[Stored data entries]

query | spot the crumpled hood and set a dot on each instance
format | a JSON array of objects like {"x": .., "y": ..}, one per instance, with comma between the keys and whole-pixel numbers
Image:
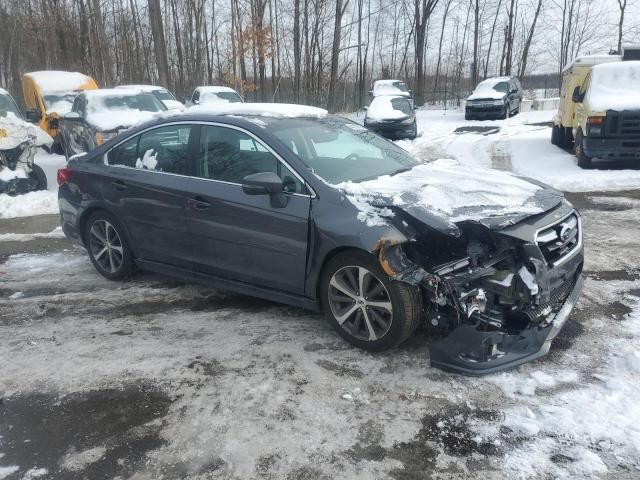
[
  {"x": 444, "y": 193},
  {"x": 16, "y": 132}
]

## Problem statement
Return the data above in its exact wording, with none of the pictures.

## Written response
query | spot the crumpled hood and set a dot on each instance
format | a JSON array of objects like {"x": .., "y": ..}, one per instance, with comma between the keys and whole-pixel numbers
Image:
[
  {"x": 444, "y": 193},
  {"x": 16, "y": 132}
]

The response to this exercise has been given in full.